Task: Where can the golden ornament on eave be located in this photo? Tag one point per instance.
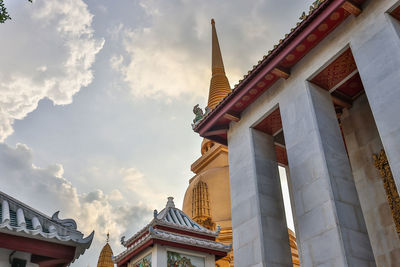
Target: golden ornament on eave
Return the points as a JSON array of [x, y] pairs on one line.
[[105, 258]]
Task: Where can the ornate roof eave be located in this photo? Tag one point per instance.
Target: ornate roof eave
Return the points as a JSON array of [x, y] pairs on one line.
[[319, 11], [159, 222], [156, 234], [54, 230]]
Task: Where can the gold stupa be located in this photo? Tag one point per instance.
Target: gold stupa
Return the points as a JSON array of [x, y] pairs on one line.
[[207, 199], [105, 258]]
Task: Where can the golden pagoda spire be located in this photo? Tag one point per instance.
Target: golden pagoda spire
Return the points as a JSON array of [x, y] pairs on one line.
[[219, 85], [105, 258]]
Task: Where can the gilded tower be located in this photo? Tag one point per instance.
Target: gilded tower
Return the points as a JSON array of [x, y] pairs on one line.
[[207, 199], [105, 257]]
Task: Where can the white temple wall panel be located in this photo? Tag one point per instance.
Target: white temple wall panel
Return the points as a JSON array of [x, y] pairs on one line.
[[378, 61], [362, 140], [258, 216], [330, 227], [336, 226]]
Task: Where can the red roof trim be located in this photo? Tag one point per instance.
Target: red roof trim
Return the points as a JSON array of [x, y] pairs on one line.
[[269, 63], [193, 248], [173, 230], [37, 247]]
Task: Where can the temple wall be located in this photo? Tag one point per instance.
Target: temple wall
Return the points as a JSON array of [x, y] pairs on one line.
[[5, 253], [368, 28], [362, 140], [161, 254]]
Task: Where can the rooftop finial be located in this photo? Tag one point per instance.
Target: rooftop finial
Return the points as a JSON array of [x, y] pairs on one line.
[[219, 85], [170, 203]]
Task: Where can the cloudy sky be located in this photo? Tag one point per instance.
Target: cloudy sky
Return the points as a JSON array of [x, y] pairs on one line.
[[96, 100]]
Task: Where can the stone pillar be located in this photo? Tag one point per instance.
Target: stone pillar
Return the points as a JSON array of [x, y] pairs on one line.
[[378, 62], [260, 234], [330, 228]]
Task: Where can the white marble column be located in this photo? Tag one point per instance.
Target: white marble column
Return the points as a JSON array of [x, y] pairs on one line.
[[260, 233], [330, 228], [378, 62]]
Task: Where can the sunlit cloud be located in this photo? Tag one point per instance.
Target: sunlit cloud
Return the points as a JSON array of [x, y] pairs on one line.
[[50, 56]]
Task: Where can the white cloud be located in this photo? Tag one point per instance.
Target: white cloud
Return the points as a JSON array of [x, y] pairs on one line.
[[48, 190], [50, 55], [170, 56]]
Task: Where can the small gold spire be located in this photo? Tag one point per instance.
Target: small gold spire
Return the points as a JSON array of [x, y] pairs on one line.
[[219, 85]]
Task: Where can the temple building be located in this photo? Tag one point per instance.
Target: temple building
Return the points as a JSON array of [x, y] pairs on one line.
[[171, 239], [323, 103], [207, 199], [28, 238], [106, 254]]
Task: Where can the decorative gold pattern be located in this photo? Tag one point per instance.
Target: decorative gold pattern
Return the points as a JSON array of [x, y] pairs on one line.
[[382, 164], [269, 77], [253, 91], [201, 206], [300, 48], [323, 27], [261, 84], [335, 16], [312, 37]]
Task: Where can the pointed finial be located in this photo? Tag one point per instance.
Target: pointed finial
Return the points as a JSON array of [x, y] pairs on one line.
[[219, 84], [170, 203]]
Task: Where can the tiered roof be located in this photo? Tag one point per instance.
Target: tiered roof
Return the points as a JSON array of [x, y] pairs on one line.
[[173, 227], [17, 218]]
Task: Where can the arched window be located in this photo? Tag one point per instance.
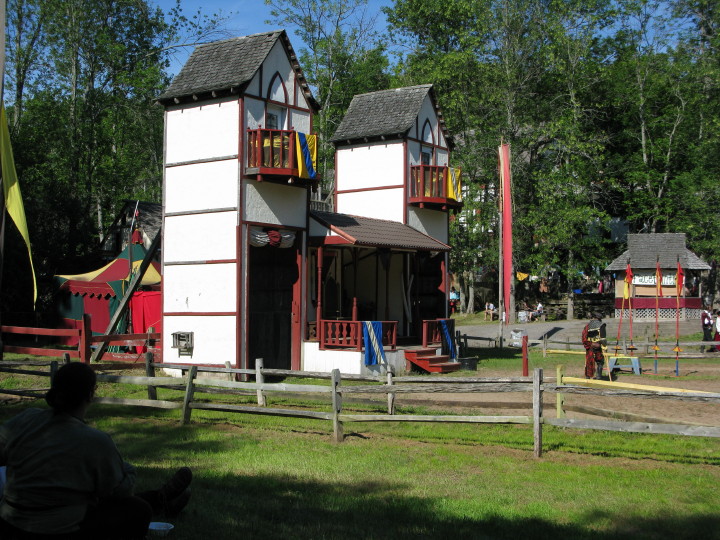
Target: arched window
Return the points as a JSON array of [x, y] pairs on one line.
[[276, 115], [427, 149]]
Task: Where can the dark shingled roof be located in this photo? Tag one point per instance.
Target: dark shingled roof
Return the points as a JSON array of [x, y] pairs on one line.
[[227, 66], [363, 231], [388, 113], [644, 250]]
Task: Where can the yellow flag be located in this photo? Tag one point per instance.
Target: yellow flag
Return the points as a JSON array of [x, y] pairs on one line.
[[11, 190], [306, 146], [455, 184]]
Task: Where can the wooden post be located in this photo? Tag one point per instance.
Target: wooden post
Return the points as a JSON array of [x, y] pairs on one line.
[[337, 405], [85, 335], [260, 379], [537, 412], [391, 395], [53, 370], [559, 397], [150, 372], [189, 391]]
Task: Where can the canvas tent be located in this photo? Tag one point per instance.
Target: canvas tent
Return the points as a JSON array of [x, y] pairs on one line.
[[98, 293]]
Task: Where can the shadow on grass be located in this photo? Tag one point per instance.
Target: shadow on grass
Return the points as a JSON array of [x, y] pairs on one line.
[[267, 506]]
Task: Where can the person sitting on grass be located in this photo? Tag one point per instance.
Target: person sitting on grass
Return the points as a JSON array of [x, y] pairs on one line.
[[67, 480]]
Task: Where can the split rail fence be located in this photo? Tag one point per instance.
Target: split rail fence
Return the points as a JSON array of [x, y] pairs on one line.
[[215, 380]]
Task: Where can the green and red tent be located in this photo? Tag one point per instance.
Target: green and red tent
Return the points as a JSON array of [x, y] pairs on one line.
[[98, 293]]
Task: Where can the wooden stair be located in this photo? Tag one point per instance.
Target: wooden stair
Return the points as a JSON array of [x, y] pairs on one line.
[[427, 360]]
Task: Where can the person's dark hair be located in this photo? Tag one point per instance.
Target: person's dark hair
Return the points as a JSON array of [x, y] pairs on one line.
[[73, 385]]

○ ○ ○ ○ ○ ○ ○

Exercise aim:
Write out, please, only the lines from the one with "Target: split rail fence" through the last line above, both included and unchanged.

Task response:
Target: split rail fence
Return the points as a JSON array of [x, y] pairs on one line.
[[215, 380]]
Task: Where can the green and red tent be located in this photo? Tag one point per instance.
Target: green and red tent
Return the points as a JSON array of [x, y] pairs on one line.
[[98, 293]]
Task: Where can the wooden stair be located in this photo? Tag one point per instance.
Target: wooden stair
Return the points as a JSON array of [x, y] pairs on one line.
[[427, 360]]
Task: Where can the person's dark hair be located in this photo? Tag one point per instance.
Target: person's dark hair
Return the points as a JSON array of [x, y] pairs on one line.
[[73, 385]]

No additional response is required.